### Selected excerpt
>>>

Suppose you are standing facing east. You make a quarter turn to the left and you are facing north; another quarter turn and you're facing west; one more quarter turn and you're facing south; and one more quarter turn and you're facing east again, the way you started.

Now forget you ever heard of complex or imaginary numbers, and play along with me while I invent some notation.

From now on, we are going to use some funny names for things. We will call the direction east by the name $1$. In this context the symbol "$1$" has no meaning, it's just a name I made up for the direction east.

Likewise from now on I call north by the name $i$, west by the name $-1$, and south by the name $-i$. Again these are just funny names, they have no mathematical meaning.

Now when I mean to say "quarter turn to the left" instead I will say "multiply by $i$". And I'll use the standard mathematical convention that repeated multiplication is denoted by exponentiation.

<<<

### Written exercise
Print the passage above on quarter turns and the names for compass directions word for word, in full.

### Data

>>>

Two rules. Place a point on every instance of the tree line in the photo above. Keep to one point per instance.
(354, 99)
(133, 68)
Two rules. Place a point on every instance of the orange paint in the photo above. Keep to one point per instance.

<<<

### Response
Suppose you are standing facing east. You make a quarter turn to the left and you are facing north; another quarter turn and you're facing west; one more quarter turn and you're facing south; and one more quarter turn and you're facing east again, the way you started.

Now forget you ever heard of complex or imaginary numbers, and play along with me while I invent some notation.

From now on, we are going to use some funny names for things. We will call the direction east by the name $1$. In this context the symbol "$1$" has no meaning, it's just a name I made up for the direction east.

Likewise from now on I call north by the name $i$, west by the name $-1$, and south by the name $-i$. Again these are just funny names, they have no mathematical meaning.

Now when I mean to say "quarter turn to the left" instead I will say "multiply by $i$". And I'll use the standard mathematical convention that repeated multiplication is denoted by exponentiation.